* [やるべきこと]: 以下の行のうち、「Phrase: foam on water」を含む行から最後の行までを、両端の行も含めて一字一句そのまま繰り返してください。

* [表示された行]:

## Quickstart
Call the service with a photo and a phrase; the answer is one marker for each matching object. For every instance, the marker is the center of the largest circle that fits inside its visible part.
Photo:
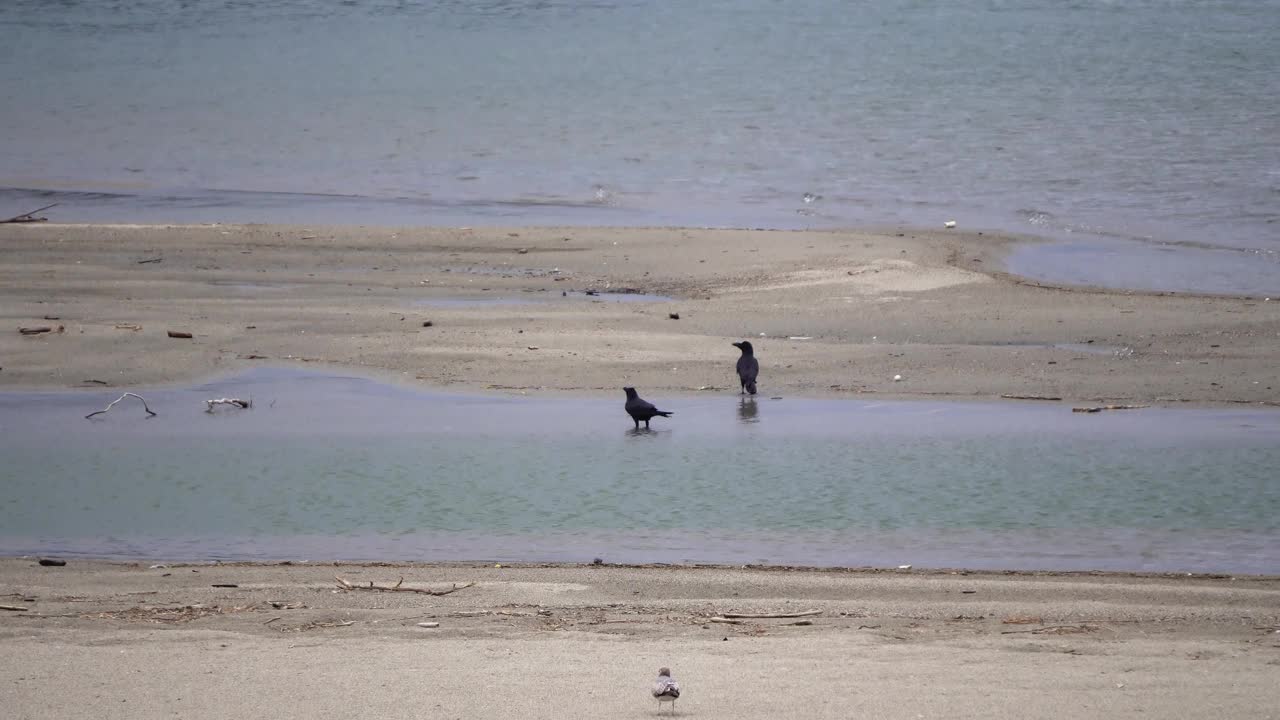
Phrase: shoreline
(100, 563)
(841, 313)
(517, 642)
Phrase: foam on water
(329, 466)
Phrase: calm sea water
(329, 468)
(1148, 126)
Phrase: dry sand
(932, 308)
(104, 641)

* [このタスクの出力]:
Phrase: foam on water
(329, 466)
Phrase: calm sea water
(329, 468)
(1148, 126)
Phrase: dry sand
(932, 308)
(104, 641)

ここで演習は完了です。